Instructions to follow
Quote, word for word, every line starting at the line that contains "For the benchmark, mark every instance of the small" and ending with the last line of the records; include both of these lines and no others.

Records from a point labeling set
···
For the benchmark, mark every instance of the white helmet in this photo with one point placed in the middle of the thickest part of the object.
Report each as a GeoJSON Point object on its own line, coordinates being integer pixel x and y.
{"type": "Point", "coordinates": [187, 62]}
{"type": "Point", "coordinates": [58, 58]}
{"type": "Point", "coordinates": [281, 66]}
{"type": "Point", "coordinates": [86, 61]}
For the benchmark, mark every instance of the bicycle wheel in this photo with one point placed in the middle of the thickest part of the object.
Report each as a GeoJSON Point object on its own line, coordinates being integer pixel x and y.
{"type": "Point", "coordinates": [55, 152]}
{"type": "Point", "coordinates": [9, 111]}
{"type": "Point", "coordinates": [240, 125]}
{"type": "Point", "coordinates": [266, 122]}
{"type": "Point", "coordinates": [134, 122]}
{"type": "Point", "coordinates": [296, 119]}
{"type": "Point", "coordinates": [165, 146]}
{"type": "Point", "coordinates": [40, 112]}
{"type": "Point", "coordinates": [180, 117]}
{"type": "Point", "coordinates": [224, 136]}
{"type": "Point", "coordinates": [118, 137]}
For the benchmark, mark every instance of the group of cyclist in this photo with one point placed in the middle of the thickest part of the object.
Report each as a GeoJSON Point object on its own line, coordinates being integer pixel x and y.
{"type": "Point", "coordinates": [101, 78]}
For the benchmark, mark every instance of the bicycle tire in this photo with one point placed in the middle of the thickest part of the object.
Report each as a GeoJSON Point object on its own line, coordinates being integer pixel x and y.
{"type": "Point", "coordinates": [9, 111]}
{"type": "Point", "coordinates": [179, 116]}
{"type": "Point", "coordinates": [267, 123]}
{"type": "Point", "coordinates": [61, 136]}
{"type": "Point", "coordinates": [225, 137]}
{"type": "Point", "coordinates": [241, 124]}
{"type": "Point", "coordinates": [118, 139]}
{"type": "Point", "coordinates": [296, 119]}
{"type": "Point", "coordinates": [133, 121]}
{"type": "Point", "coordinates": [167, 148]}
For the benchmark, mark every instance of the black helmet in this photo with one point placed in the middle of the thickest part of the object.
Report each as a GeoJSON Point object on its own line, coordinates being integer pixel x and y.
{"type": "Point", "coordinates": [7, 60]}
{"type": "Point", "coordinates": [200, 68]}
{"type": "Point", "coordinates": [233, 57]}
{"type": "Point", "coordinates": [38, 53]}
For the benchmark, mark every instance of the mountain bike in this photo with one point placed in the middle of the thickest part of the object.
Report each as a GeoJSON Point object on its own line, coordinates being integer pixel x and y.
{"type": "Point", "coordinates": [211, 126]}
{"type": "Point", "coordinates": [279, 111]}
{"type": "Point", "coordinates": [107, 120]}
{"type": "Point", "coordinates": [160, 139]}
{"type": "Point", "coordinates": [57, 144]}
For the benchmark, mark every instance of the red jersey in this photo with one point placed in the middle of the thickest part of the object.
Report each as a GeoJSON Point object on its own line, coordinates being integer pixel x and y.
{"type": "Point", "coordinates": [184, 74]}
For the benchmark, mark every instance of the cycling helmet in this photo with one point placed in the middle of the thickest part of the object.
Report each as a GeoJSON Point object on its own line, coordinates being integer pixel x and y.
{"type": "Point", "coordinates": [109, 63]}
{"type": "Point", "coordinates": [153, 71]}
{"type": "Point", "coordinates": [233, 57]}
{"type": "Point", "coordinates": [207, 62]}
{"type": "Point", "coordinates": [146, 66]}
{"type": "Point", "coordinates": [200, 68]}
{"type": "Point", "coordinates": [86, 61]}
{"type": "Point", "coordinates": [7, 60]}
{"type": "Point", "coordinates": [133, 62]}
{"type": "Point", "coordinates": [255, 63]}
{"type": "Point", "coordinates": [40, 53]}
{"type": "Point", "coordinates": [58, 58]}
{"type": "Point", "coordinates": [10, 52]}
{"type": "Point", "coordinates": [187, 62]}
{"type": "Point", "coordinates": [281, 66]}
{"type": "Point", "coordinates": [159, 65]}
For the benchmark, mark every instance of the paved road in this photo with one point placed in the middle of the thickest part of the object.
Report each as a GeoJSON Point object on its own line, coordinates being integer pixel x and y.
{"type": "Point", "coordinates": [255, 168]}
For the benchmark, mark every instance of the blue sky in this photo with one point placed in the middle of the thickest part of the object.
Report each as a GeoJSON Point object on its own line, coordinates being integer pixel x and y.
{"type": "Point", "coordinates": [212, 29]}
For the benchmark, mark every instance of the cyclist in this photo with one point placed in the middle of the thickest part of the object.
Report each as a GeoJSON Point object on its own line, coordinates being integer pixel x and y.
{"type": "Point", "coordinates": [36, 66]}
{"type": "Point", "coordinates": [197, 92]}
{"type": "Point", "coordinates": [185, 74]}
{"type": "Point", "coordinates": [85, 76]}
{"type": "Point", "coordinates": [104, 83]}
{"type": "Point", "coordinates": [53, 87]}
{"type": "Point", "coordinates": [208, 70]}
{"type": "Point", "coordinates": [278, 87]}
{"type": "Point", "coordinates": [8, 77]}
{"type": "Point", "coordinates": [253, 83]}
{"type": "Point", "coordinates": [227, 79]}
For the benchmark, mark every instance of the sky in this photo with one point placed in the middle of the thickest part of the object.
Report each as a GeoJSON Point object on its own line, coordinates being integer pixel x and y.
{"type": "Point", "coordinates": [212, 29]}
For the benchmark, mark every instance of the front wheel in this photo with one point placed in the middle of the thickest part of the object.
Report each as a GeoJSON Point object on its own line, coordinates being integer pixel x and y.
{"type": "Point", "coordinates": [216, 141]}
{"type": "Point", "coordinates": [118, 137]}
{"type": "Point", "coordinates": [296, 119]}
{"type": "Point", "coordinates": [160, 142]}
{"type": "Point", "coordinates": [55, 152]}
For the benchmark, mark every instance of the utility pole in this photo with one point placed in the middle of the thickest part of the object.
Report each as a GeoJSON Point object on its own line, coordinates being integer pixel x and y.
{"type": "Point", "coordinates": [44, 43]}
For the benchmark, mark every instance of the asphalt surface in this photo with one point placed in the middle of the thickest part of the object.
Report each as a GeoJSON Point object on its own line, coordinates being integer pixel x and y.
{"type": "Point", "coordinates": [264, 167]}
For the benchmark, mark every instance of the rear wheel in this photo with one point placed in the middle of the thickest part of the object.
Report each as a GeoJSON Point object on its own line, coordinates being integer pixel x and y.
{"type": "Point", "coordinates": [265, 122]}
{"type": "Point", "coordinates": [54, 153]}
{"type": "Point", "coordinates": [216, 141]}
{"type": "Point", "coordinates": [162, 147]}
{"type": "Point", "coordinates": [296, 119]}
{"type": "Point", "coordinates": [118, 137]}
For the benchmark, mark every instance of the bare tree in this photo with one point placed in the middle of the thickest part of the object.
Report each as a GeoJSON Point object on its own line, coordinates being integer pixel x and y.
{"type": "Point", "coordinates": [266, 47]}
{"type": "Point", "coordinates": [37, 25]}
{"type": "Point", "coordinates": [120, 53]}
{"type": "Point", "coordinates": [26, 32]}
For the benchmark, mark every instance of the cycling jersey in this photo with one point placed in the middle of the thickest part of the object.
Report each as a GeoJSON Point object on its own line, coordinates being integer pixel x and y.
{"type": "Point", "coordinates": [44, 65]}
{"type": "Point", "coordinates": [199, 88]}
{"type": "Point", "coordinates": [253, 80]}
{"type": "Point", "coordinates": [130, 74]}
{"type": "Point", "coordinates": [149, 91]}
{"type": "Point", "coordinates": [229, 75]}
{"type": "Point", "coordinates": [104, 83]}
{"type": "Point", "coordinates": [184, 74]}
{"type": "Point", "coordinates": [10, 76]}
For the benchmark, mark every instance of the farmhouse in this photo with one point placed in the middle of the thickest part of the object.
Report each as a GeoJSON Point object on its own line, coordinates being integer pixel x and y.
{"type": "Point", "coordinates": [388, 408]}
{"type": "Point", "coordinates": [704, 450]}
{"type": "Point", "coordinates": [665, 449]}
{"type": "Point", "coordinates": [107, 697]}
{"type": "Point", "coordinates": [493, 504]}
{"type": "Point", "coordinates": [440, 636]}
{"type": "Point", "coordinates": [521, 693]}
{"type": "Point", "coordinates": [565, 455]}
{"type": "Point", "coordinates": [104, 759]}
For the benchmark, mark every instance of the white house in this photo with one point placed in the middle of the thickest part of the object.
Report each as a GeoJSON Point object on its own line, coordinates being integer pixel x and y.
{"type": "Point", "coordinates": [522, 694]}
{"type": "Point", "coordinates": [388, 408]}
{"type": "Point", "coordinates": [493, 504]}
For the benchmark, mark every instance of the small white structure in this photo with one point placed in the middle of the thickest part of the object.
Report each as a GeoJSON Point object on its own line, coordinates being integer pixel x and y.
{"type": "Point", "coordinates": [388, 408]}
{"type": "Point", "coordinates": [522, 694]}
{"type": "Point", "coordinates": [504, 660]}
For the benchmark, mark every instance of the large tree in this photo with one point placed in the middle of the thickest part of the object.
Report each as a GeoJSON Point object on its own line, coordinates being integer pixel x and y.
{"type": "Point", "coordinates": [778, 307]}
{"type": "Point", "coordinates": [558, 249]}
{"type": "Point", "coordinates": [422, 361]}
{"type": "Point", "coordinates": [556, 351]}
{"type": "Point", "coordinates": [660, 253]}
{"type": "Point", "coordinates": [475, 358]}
···
Completed exercise
For the benchmark, mark every instance of the small white structure in this photo with one point placed in the middle of the thickest part of the object.
Report each as a GeoJSON Point object on its own line, coordinates being integer pixel x and y.
{"type": "Point", "coordinates": [388, 408]}
{"type": "Point", "coordinates": [522, 694]}
{"type": "Point", "coordinates": [504, 660]}
For the benchmark, mark every instance of the large tree in this photo with one point placed in the middle of the thickest part of the object.
Report each as a GeoJSON Point object on its own line, coordinates being integer pixel x and y.
{"type": "Point", "coordinates": [778, 307]}
{"type": "Point", "coordinates": [558, 249]}
{"type": "Point", "coordinates": [422, 361]}
{"type": "Point", "coordinates": [556, 351]}
{"type": "Point", "coordinates": [660, 253]}
{"type": "Point", "coordinates": [475, 358]}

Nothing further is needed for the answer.